[WORK TO COMPLETE]
Using the records below, transcribe word for word the stretch from the line that contains "Query: parked car" through the line that contains "Query: coconut palm tree", both end lines included, and nothing else.

[EXTRACTED ENTRIES]
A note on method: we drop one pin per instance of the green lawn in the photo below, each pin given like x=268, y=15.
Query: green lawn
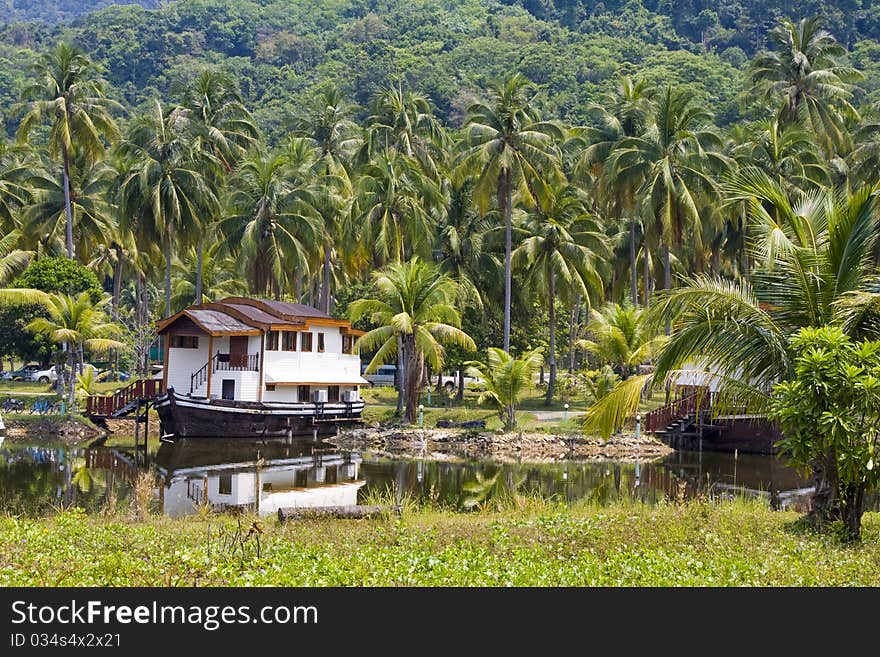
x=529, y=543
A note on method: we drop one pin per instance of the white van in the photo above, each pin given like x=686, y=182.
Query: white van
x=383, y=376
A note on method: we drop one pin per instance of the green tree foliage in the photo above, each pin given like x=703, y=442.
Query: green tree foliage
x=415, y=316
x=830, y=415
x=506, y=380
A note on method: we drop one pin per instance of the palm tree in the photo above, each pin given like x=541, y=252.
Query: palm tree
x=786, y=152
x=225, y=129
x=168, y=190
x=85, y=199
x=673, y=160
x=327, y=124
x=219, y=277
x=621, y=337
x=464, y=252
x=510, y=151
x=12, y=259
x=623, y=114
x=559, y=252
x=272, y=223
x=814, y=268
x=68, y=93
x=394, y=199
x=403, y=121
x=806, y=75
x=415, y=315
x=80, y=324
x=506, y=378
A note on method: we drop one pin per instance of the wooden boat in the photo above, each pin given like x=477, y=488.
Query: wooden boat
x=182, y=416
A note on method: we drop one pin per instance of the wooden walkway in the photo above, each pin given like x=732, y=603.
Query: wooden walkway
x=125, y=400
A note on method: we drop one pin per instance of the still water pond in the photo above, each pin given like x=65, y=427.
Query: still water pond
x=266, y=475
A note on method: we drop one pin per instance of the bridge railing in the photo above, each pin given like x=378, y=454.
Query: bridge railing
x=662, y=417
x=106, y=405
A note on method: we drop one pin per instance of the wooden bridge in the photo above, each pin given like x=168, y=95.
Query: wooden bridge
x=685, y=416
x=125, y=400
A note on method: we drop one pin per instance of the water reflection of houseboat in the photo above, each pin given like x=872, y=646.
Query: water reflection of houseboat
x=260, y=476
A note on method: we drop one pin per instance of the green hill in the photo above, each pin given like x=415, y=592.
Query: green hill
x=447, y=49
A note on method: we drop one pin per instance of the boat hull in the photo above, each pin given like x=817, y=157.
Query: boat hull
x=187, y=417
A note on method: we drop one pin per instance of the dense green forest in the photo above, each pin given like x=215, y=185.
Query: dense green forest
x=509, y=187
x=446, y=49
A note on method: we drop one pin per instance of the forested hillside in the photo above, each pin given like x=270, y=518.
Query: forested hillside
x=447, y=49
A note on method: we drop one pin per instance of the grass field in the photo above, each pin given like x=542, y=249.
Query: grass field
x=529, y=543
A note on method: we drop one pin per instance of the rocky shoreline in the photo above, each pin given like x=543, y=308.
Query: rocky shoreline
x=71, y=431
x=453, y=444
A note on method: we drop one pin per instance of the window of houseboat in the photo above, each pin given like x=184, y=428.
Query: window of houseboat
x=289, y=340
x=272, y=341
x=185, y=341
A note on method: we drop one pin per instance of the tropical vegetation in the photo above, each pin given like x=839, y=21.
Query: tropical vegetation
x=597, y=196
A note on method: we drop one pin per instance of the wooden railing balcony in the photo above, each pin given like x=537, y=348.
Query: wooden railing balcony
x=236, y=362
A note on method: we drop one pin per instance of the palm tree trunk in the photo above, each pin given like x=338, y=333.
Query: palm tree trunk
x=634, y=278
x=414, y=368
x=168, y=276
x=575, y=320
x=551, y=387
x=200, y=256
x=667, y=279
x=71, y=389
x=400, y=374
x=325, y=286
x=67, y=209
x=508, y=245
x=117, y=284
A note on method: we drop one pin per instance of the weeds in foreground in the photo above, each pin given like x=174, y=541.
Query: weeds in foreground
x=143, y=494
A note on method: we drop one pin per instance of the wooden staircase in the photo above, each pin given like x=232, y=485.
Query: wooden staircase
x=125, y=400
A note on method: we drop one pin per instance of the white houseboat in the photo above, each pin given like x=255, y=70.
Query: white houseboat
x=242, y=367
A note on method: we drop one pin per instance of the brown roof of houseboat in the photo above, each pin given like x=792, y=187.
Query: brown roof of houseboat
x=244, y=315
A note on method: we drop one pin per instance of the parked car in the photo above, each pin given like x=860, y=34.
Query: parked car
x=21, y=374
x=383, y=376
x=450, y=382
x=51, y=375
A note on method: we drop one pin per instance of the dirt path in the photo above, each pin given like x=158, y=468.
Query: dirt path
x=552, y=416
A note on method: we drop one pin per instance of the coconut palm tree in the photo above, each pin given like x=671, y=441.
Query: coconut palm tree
--
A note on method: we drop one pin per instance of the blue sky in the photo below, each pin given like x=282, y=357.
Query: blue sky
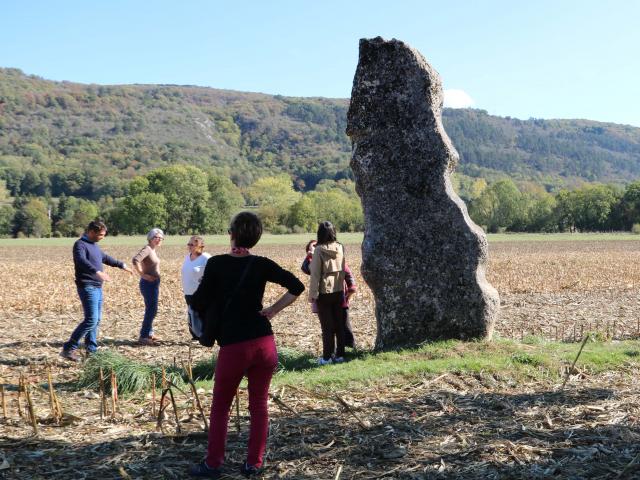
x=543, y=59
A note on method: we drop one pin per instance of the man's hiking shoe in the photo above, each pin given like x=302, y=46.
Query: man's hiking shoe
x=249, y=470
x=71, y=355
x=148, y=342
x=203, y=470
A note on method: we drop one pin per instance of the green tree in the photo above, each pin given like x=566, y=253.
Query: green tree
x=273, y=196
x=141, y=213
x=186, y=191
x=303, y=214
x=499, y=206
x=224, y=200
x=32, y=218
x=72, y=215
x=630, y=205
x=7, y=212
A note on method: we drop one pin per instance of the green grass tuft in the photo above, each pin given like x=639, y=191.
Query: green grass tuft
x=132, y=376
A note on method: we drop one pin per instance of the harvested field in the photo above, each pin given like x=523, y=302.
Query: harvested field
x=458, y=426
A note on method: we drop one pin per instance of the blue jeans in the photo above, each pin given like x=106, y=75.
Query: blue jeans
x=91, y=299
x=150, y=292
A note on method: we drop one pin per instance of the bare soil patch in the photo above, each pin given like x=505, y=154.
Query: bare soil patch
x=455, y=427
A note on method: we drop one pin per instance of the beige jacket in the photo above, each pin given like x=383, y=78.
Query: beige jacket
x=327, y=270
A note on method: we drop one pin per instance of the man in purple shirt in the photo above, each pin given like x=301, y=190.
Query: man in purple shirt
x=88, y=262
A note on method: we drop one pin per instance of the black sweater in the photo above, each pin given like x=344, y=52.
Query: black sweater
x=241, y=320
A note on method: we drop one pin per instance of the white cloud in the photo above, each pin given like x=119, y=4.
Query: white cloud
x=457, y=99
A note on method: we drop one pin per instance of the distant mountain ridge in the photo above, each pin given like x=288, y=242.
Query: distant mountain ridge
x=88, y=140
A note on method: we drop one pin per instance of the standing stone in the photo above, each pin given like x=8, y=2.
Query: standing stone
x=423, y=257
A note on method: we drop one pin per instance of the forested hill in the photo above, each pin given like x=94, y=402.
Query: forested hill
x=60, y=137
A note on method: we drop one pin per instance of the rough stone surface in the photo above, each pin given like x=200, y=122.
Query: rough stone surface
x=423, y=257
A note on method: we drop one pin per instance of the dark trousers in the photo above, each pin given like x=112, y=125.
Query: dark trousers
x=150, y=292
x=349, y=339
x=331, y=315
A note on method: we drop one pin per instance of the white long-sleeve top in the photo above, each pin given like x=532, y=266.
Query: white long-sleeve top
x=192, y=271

[ANSWER TO THE PROBLEM]
Query: parked car
x=21, y=374
x=383, y=376
x=450, y=382
x=51, y=375
A note on method: we drop one pin per instance of the dirt path in the photo above, each pin given like x=158, y=468.
Query: dirt path
x=552, y=416
A note on method: we drop one pin per instance of the coconut palm tree in the photo above, each pin given like x=671, y=441.
Query: coconut palm tree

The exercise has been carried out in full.